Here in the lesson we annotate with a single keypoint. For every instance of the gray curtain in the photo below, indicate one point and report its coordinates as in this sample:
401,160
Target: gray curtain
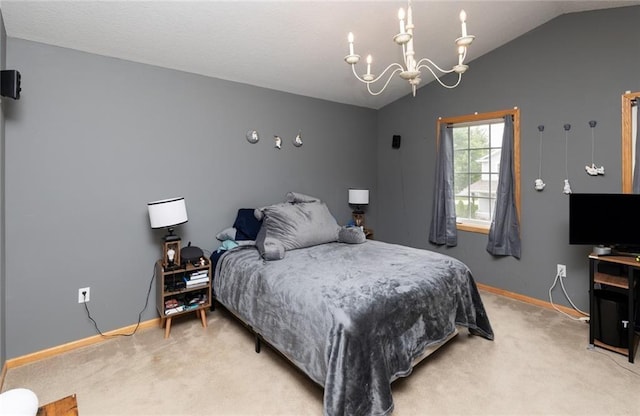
504,234
443,222
636,169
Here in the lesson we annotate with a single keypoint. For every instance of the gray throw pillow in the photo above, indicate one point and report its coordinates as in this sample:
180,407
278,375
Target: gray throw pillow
351,235
300,225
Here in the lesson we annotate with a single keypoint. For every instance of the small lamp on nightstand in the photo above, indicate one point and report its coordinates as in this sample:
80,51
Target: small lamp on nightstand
167,213
358,198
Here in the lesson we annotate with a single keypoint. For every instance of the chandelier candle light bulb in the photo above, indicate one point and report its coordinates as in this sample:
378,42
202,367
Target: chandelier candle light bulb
463,20
410,68
350,39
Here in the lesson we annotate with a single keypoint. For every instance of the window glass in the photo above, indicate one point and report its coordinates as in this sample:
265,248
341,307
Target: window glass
477,147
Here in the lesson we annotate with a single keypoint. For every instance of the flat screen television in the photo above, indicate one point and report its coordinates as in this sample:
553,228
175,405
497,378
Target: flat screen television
611,220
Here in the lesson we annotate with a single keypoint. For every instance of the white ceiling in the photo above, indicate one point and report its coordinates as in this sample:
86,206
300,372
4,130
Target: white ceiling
295,46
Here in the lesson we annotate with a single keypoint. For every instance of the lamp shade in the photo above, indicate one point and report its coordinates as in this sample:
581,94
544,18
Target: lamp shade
358,196
167,212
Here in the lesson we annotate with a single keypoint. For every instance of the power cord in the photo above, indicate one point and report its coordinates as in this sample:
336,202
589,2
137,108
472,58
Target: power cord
555,282
146,303
616,362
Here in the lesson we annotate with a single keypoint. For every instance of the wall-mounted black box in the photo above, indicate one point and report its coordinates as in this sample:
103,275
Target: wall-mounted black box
10,84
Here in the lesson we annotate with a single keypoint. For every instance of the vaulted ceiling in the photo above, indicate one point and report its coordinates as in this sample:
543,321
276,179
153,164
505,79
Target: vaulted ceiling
294,46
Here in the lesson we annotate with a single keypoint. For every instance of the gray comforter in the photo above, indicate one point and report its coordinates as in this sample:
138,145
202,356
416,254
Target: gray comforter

◆ EXERCISE INSTRUCTIONS: The answer consists only of the lines from the one containing "of the lamp" to the end of the records, each written out exactly.

◆ SOLUTION TO THE PROBLEM:
Here in the lesson we annotate with a single keypoint. For every instance of the lamp shade in the photo above, indicate one point and report its coordinates as in this sample:
581,94
544,18
Target: lamp shade
358,196
167,212
Here in the lesson we annotate with a single keypoint. For every instance of the power cord in the photo above, indicate one point and report its coordinates as in this sample:
336,202
589,2
137,108
472,58
Target: power cord
555,282
146,303
616,362
Here in the lesson we annotate with a single keypoint. For every instance of the wall-mounted black box in the photo above, indicate one point and report its coordinates as in this sample:
103,275
Target: wall-mounted black box
10,84
Here in the lesson we annotate with a single keypoint. For every instance of the vaulted ceiling in the photo above, indicate one point and report its coordinates as in this sample:
543,321
276,179
153,164
505,79
Target: vaulted ceiling
294,46
Here in the lesson we annotate with a single keypoint. For every instance of the gray comforter in the photo above, indicate one point and report its coordinates as in this sample:
138,145
202,356
416,254
Target: gray comforter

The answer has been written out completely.